*SOURCE TEXT*:

....

Even if you already know Miku inside and out, this particular version might need a quick introduction. The look comes from DECO*27’s Rabbit Hole, the wildly stylish Miku song and music video that paired sugary visuals with a much sharper, more provocative edge than your average pop anthem. Omutatsu illustrated Miku in a way that added just enough danger under the surface to keep it from feeling like just another cute Miku outfit.
That is also a big part of why this design stuck.
When you want beautiful piano melodies, you go to Orangestar. For fans of rock, there is the literal one man band, 164. And when you want to hop along to a beat, you go down the Rabbit Hole.
Rabbit Hole was never really aiming for soft, innocent idol energy. It is a fast, high-tension dance-pop number, with a bass track adding to that springy, rabbit-like rhythm. And now Good Smile has taken that MV version and turned it into a POP UP PARADE L Size release.
One of the big appeals of PUP has always been getting striking character looks in a format that feels more accessible than a full premium scale, and the L Size treatment helps here a lot. Rabbit Hole Miku is a design that benefits from visual presence. The bunny suit, fishnets, long silhouette, and confident pose all rely on attitude. Shrink that down too much and some of the magic disappears. At around 24 cm, the L size puts her close to the same height as 1/7 scales and gives enough height to actually sell the silhouette properly.
What immediately works about this figure is that Good Smile seems to understand what fans liked about the original design in the first place. The highlights are her teasing expression, the contrast between the glossy bunny suit and fishnet texture, and the light, dynamic pose that makes it look like she could spring into motion at any moment. Those are exactly the right points to emphasize.
There are a lot of Miku figures that go for pure sweetness, pure elegance, or pure stage energy. This one is doing something a little different. She looks amused. Slightly smug, even. That kind of face matters more than people think, especially for a design that was about attitude. The figure really needs that cute, but maybe also a terrible influence balance.

....

*REQUEST 1*:
From the entries, reproduce word for word the lines that begin at the one containing "Pick out one point on every instance of the bell" and end after the one containing "[(141, 303), (135, 489)]".

....

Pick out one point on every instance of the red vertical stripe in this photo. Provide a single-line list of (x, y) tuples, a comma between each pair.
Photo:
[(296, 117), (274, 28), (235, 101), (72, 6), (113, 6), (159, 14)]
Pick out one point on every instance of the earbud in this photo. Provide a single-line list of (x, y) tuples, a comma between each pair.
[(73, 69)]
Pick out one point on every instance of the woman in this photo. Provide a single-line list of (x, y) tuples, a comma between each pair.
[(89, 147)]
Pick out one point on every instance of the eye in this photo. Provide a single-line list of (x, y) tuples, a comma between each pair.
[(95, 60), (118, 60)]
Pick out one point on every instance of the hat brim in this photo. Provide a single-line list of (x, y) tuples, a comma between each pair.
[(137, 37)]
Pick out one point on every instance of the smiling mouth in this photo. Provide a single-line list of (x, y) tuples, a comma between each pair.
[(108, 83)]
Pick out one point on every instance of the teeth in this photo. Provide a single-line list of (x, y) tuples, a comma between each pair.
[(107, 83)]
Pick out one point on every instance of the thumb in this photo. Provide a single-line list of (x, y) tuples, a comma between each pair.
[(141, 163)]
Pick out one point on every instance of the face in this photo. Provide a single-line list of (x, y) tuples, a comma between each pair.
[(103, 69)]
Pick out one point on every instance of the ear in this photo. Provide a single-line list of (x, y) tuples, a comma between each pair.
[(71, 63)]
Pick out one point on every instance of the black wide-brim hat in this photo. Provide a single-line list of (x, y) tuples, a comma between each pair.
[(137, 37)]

....

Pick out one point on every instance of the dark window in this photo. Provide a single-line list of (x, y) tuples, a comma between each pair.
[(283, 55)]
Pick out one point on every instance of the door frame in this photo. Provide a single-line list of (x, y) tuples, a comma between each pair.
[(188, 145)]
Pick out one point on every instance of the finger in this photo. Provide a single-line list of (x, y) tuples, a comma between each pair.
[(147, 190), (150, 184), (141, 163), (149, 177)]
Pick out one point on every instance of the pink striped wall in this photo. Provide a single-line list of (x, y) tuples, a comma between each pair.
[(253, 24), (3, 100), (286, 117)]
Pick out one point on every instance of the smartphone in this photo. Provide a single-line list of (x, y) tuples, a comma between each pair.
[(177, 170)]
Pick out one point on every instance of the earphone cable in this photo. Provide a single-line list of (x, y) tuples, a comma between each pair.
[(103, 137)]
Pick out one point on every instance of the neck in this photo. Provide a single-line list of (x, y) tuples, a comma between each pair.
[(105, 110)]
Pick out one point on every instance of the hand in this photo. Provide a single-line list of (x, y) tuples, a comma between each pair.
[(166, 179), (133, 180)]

....

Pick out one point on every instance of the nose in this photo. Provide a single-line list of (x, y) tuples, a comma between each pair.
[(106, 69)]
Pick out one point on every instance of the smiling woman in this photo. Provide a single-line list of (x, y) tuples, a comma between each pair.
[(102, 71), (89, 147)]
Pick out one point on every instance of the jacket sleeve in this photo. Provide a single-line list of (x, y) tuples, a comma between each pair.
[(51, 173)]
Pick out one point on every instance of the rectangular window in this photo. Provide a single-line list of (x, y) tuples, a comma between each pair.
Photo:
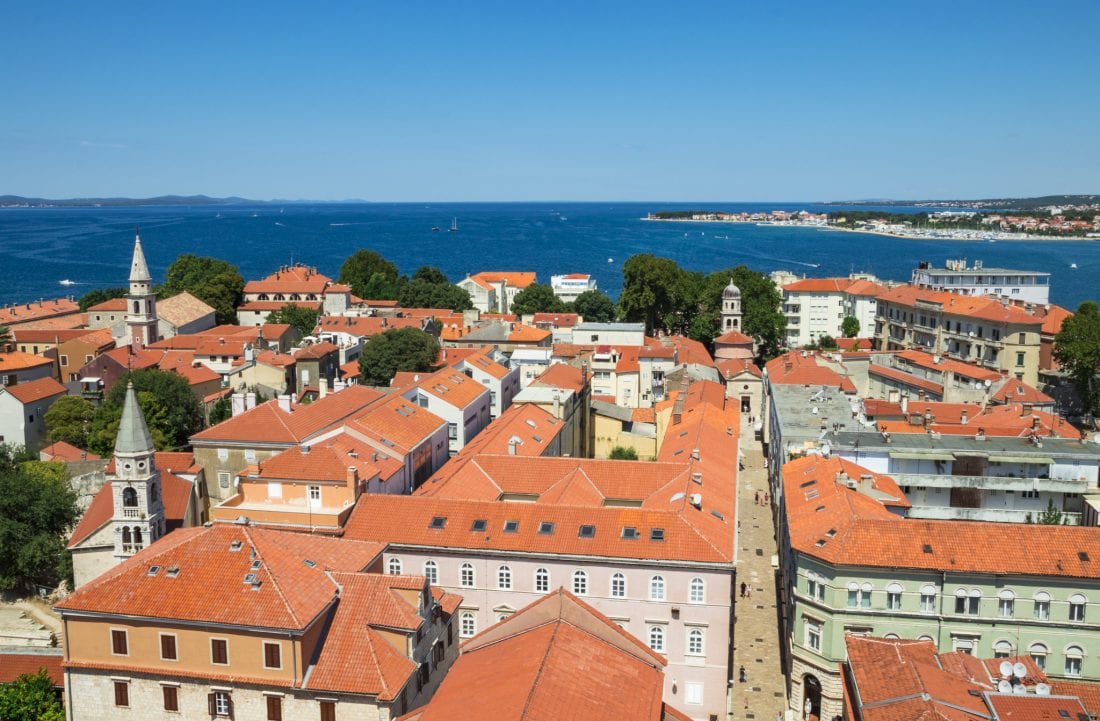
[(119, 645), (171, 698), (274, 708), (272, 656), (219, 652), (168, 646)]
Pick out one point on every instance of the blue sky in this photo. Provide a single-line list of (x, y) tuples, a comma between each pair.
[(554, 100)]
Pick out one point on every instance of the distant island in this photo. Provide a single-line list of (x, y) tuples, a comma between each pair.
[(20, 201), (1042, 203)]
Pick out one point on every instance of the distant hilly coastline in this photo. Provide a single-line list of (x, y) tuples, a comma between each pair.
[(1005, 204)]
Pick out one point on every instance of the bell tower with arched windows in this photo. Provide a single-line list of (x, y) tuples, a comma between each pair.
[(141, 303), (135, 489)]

....

*REQUEST 2*:
In the article about the Rabbit Hole Miku figure, about how tall does it say the L Size figure is?

*WRITTEN REPLY 1*:
Pick out one point on every instance of the bell tower with arched windows in this photo. Provide a single-line list of (x, y) tuples, a comma between each pair.
[(141, 303), (135, 489)]

*WRITTEN REPLY 2*:
Around 24 cm.